» Data provided
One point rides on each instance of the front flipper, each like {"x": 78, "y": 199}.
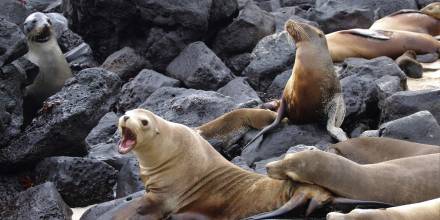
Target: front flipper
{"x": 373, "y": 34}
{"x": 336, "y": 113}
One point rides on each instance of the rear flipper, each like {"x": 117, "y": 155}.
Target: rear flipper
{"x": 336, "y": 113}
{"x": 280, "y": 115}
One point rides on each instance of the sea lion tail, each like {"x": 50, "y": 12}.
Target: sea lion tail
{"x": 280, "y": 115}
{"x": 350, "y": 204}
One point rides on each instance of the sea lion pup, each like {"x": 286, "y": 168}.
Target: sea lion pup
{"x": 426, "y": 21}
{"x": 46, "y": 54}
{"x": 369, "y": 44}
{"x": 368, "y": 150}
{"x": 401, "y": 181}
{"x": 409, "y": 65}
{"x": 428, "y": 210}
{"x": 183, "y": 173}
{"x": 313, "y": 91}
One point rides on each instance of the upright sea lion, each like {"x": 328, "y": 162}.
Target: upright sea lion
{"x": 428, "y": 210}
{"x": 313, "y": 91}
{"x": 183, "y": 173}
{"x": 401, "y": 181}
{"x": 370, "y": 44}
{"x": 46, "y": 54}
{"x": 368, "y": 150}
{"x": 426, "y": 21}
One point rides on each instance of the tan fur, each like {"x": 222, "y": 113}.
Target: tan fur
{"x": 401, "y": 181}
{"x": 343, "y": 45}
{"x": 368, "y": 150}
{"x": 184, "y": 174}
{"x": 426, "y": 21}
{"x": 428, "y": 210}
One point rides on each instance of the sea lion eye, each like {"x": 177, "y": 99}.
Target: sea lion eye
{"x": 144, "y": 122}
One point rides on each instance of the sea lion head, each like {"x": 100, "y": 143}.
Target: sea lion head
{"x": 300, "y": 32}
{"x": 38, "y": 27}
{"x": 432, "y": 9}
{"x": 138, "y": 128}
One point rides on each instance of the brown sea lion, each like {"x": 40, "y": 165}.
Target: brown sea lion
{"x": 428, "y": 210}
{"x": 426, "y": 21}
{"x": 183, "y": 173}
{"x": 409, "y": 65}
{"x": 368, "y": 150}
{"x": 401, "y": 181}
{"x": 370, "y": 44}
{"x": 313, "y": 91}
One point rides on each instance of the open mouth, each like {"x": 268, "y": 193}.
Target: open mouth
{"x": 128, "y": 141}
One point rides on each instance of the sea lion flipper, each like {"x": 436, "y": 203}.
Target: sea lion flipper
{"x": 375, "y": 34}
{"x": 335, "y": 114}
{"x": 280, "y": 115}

---

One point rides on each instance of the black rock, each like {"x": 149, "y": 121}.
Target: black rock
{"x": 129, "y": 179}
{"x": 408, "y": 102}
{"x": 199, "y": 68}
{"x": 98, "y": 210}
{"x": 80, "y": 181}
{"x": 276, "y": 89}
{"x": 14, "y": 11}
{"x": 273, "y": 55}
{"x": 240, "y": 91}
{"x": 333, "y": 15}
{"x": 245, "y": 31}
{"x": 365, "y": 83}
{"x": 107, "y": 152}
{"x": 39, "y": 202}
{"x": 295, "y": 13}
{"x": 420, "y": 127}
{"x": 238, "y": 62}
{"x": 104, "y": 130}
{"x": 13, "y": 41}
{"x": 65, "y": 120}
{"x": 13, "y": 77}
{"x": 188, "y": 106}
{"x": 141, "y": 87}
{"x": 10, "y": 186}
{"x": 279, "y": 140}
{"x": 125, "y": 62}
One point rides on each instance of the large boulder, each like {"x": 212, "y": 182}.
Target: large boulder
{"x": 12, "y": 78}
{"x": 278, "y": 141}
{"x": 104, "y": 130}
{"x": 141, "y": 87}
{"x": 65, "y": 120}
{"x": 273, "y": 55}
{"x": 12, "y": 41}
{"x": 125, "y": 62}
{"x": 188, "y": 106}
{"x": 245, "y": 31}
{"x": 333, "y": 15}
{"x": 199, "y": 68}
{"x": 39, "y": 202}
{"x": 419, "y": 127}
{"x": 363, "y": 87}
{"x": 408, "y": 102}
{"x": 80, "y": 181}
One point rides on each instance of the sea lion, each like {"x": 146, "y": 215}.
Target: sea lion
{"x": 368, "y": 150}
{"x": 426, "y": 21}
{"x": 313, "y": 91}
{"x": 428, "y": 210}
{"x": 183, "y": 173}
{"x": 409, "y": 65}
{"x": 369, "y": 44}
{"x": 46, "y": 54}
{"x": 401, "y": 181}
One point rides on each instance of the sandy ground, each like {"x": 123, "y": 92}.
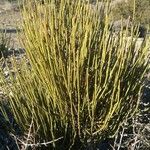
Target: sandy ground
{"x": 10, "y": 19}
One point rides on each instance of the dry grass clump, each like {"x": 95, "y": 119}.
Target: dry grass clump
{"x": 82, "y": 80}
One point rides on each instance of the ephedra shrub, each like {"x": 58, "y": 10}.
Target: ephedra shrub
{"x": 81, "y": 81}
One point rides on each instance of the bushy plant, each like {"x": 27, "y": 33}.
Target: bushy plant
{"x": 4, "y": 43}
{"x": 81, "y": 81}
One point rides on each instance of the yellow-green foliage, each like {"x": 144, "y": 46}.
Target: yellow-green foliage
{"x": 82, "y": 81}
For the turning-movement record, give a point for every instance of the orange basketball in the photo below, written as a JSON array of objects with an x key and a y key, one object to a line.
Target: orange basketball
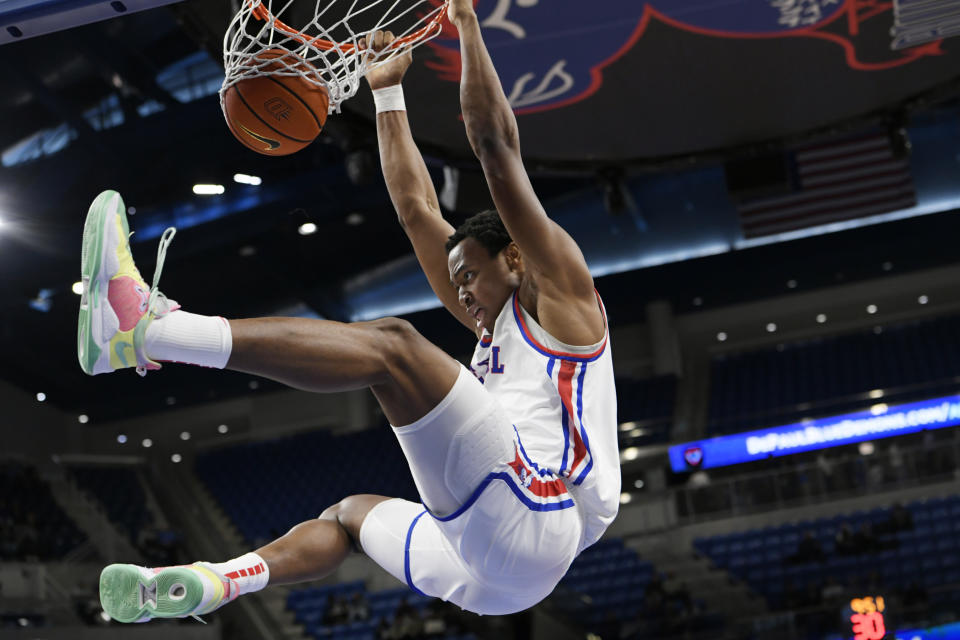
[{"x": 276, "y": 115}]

---

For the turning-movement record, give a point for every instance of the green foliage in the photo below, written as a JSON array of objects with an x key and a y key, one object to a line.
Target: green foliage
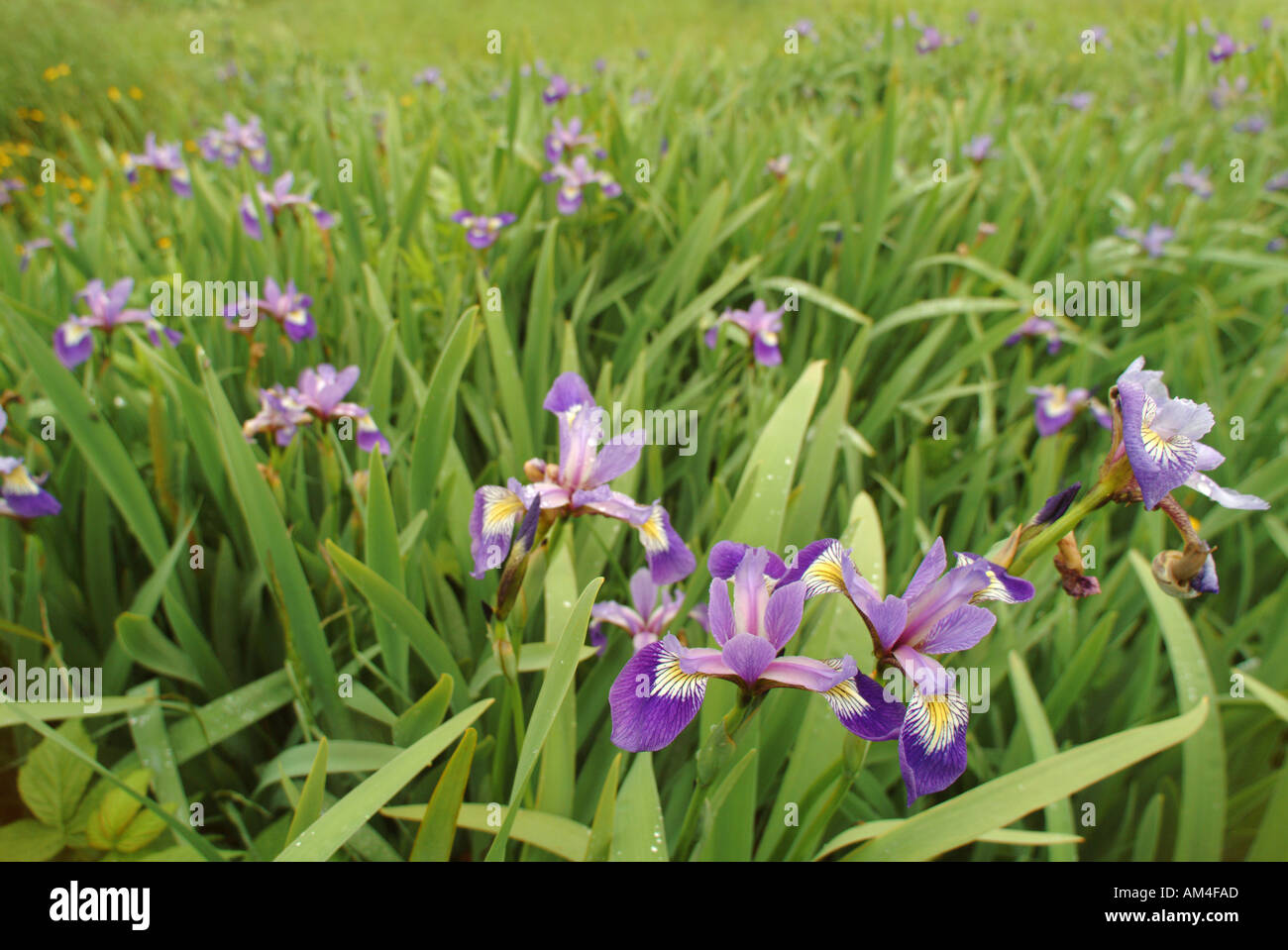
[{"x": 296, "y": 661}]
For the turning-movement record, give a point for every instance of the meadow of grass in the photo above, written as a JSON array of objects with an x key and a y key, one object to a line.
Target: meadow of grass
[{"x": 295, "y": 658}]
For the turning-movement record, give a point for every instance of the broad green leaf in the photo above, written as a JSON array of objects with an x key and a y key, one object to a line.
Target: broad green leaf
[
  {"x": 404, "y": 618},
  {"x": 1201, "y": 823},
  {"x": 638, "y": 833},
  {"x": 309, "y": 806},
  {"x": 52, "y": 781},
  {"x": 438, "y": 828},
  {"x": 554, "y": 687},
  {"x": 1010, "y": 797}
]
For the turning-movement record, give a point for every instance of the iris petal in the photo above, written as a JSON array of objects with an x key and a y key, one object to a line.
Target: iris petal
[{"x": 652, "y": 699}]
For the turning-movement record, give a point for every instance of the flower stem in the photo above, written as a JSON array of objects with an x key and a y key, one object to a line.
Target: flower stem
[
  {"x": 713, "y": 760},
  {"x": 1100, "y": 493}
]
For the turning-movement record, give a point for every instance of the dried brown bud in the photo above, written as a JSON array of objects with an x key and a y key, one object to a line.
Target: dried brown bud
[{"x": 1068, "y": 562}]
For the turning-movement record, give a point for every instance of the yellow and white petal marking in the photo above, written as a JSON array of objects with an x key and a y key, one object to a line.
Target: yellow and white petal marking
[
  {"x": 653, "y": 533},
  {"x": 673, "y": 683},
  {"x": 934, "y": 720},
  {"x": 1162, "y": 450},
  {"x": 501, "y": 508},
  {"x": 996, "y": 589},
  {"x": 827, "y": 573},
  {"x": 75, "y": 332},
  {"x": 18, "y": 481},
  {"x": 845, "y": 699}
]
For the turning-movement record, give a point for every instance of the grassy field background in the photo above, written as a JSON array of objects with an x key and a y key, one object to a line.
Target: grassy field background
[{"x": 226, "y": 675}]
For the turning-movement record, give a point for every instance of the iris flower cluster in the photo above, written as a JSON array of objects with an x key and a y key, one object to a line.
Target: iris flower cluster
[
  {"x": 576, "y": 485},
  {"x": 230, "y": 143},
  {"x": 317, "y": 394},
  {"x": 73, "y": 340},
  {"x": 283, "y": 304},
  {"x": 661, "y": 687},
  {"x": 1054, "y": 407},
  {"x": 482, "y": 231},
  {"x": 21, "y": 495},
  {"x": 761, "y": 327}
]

» Requirement
Among the lines above, which ones hold the string "below"? Show them.

» Solution to this exercise
For the turning-movement record, give a point for every instance of the orange basketball in the photo below, written as a JSON array of objects with an x key and a y key, one object to a line.
For the turning-movement record, give a point for every instance of the green foliage in the photo below, written as a JSON array of objects with an x key and a y key, one object to a line.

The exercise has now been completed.